##### SOURCE INFORMATION #####

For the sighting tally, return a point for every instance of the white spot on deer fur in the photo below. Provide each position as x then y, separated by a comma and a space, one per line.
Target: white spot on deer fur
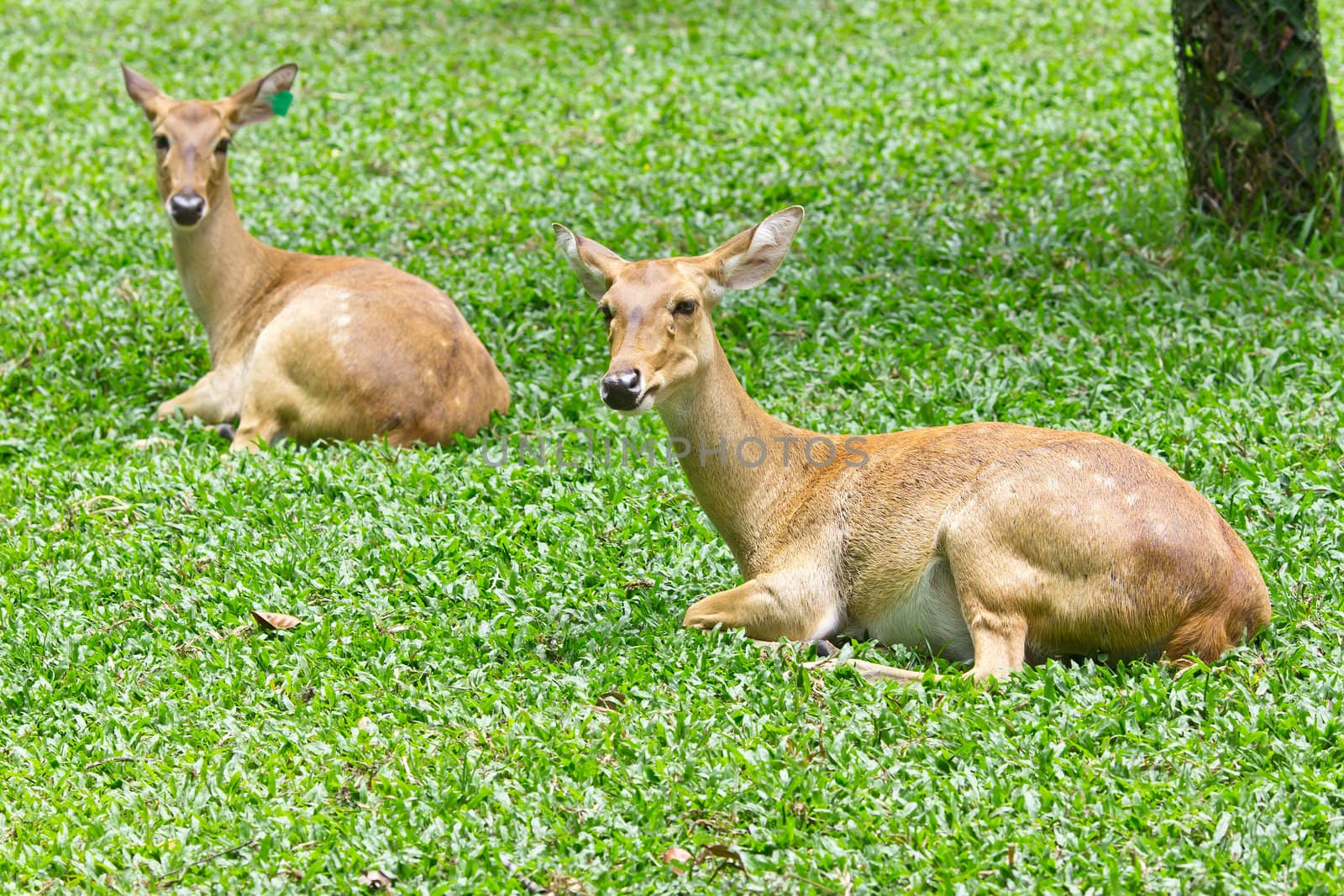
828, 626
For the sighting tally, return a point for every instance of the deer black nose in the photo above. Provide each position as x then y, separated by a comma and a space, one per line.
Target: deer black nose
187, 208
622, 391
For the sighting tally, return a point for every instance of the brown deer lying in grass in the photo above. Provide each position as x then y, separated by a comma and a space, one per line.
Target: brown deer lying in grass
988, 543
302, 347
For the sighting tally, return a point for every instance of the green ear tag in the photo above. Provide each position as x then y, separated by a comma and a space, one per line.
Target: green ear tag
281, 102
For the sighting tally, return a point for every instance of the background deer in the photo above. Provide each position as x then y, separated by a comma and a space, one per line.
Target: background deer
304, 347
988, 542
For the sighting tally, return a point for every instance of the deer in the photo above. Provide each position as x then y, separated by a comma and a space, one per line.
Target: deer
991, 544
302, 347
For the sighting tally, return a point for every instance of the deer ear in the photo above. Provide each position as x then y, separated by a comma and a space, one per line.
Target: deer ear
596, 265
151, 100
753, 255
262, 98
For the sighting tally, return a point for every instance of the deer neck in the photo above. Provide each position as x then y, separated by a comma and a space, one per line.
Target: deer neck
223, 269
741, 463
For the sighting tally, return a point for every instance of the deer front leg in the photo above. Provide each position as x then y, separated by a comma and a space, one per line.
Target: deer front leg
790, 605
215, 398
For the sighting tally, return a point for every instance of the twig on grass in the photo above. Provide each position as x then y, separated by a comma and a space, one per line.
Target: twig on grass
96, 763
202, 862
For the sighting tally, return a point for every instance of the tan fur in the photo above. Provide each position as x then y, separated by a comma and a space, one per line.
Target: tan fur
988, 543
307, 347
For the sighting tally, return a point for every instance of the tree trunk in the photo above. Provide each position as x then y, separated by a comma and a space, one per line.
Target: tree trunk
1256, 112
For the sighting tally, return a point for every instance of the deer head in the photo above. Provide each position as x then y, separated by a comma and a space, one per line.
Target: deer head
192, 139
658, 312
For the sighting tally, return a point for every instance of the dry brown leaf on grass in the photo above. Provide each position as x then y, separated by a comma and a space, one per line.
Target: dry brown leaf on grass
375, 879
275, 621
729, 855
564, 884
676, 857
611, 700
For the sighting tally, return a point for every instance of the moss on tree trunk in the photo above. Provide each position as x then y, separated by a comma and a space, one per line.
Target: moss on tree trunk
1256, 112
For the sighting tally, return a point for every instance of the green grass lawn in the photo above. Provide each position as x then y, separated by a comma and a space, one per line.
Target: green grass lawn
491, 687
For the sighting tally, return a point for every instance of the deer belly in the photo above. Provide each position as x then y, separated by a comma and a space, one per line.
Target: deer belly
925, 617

#####
##### SOURCE INFORMATION #####

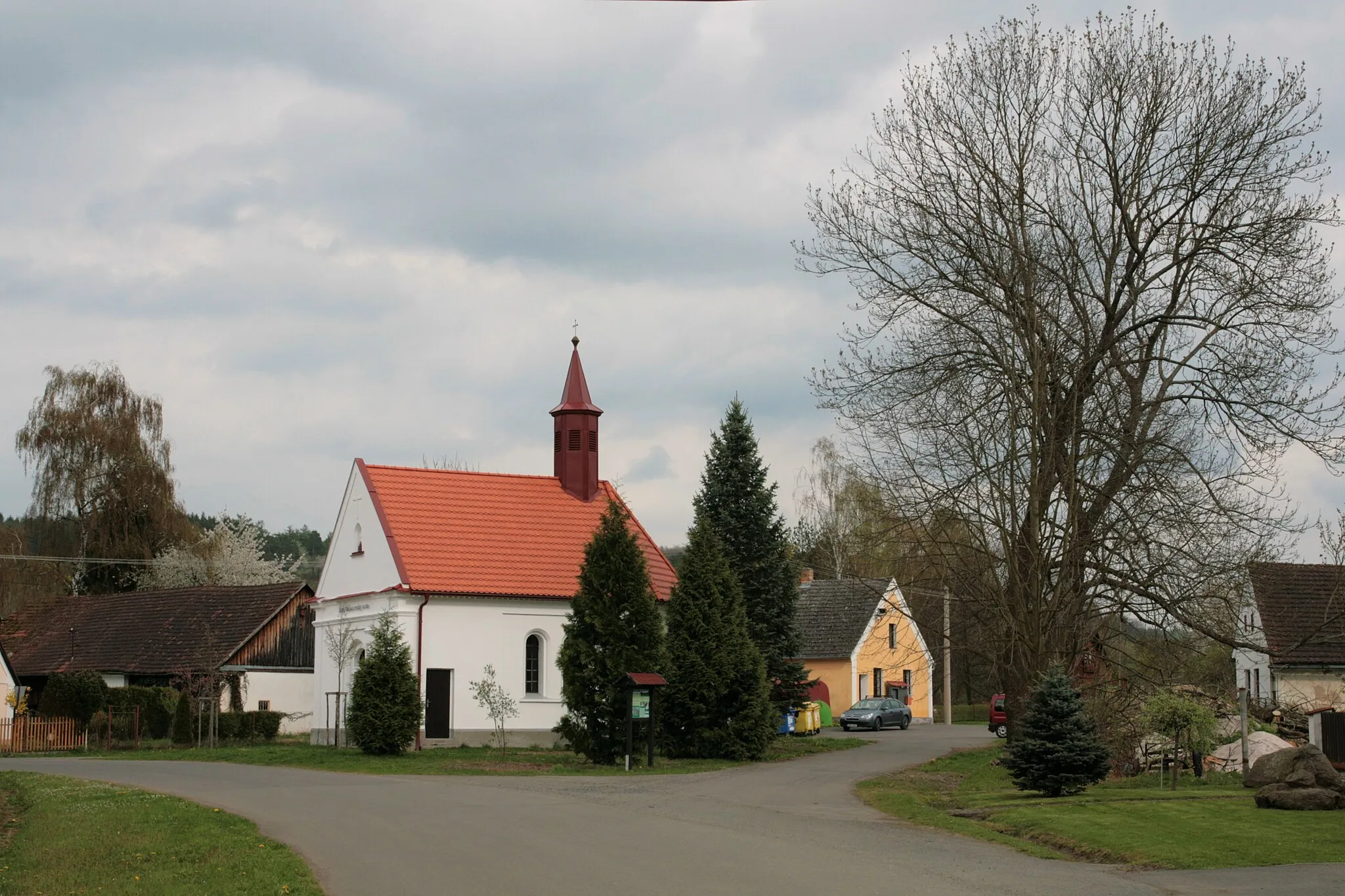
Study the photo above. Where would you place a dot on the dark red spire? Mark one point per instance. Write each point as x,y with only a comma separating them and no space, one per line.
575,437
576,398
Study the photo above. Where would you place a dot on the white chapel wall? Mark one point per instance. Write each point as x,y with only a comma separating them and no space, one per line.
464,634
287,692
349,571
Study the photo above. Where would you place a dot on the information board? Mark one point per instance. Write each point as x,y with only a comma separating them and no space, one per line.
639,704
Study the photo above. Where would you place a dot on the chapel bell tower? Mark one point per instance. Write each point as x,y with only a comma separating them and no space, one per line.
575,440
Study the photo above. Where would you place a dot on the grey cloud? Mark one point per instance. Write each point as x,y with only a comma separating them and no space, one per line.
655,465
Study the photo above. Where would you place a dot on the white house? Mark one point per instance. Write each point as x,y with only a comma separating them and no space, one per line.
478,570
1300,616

#####

* [WORK ORDER] In the material above, the stretch from the line with "of the white" through the line with "of the brown" is to be given again exactly, minus the pictures.

* [RESPONSE TO THE EXERCISE]
For the sighting tally, return a point for every instance of the white spot on deer fur in the photo below. Provide each position as x then y, separated by a comma and a space, one per line.
Target: white spot on deer fur
828, 626
For the sighting tally, return a point for every instance of the deer black nose in the photo above. Provide each position as x then y, separated by a comma and a space, one per line.
Target: deer black nose
187, 208
622, 391
For the sighting tally, return a point for every instance of the brown deer lying in grass in the photo above. Provide each position as x then y, separated by a comma and a space, one per line.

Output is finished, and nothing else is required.